- CONSIGNE: Résumez l'extrait choisi en deux phrases.

- EXTRAIT CHOISI:
- - -
Les actuels recourants ne contestent pas les autorisations de construire délivrées à titre dérogatoire, selon l'art. 4 de l'arrêté attaqué, pour les trois aires de stationnement concernées; ils prétendent du reste qu'ils pourraient choisir d'y séjourner. C'est pourquoi leur recours n'a pas, à l'instar des recours formés par les communes précitées, été partiellement transmis au Tribunal administratif cantonal.
bb) L'arrêté attaqué prévoit par ailleurs, à son art. 5, que les "procédures ordinaires", selon la loi cantonale sur l'aménagement du territoire et les constructions (LATC), devront être engagées par l'administration cantonale "afin d'obtenir une planification adéquate et un permis de construire pour chacune des trois aires mentionnées à l'art. 2". L'objectif d'aménagement du territoire est encore décrit dans d'autres dispositions de l'arrêté, notamment aux art. 1er et 3. A ce propos - comme cela a été exposé dans les arrêts du 30 juillet 2001 dans les causes 1P.110/2001 et 1P.127/2001 -, l'arrêté attaqué n'a pas véritablement un caractère général et abstrait, puisqu'il se rapporte à l'utilisation, dans des conditions bien définies, de trois terrains désignés de façon précise.
- - -
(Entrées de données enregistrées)
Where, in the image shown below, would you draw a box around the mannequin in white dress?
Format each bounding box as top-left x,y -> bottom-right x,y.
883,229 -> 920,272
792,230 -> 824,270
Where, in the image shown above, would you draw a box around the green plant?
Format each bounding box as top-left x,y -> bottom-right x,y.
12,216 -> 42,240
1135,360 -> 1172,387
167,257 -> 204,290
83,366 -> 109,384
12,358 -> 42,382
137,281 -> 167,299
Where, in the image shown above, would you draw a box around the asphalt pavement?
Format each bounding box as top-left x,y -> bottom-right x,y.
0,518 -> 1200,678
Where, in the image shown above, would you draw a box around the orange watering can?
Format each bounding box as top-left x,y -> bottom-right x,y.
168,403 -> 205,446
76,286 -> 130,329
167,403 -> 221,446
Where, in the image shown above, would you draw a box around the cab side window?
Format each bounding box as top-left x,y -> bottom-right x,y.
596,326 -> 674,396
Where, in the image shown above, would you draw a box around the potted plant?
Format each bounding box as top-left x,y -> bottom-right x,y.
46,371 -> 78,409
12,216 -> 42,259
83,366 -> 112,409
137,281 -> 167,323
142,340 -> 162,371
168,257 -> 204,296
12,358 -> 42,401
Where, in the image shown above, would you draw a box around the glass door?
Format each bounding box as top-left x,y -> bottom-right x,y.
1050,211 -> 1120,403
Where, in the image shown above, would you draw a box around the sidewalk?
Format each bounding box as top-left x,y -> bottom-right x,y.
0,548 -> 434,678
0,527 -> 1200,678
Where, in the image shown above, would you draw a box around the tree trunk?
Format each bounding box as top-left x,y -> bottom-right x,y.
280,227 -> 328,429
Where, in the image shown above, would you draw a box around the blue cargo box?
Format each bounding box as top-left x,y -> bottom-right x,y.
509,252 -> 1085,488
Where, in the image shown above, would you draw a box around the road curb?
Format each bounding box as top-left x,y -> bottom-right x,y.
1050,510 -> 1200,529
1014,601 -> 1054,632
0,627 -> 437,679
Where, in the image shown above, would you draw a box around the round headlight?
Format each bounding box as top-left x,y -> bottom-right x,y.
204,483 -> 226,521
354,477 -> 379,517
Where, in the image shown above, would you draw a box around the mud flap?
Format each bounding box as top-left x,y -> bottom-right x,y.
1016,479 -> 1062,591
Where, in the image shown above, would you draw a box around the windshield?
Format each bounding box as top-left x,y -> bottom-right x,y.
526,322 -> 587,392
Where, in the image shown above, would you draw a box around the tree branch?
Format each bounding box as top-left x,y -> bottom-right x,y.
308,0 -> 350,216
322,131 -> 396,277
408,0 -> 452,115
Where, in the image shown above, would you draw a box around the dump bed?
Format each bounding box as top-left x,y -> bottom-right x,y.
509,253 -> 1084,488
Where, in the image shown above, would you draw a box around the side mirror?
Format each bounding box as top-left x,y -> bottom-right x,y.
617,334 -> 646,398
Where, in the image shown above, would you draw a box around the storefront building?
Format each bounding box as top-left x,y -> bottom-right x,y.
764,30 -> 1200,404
- - -
- CORRIGÉ: Les recourants ne contestent pas les autorisations de construire délivrées à titre dérogatoire pour les trois aires de stationnement, c'est pourquoi leur recours n'a pas été partiellement transmis au Tribunal administratif cantonal. L'arrêté attaqué prévoit en outre que l'administration cantonale engage les procédures ordinaires de la LATC pour obtenir une planification adéquate et un permis de construire pour chacune des trois aires, et il n'a pas véritablement un caractère général et abstrait, puisqu'il porte sur trois terrains désignés de façon précise.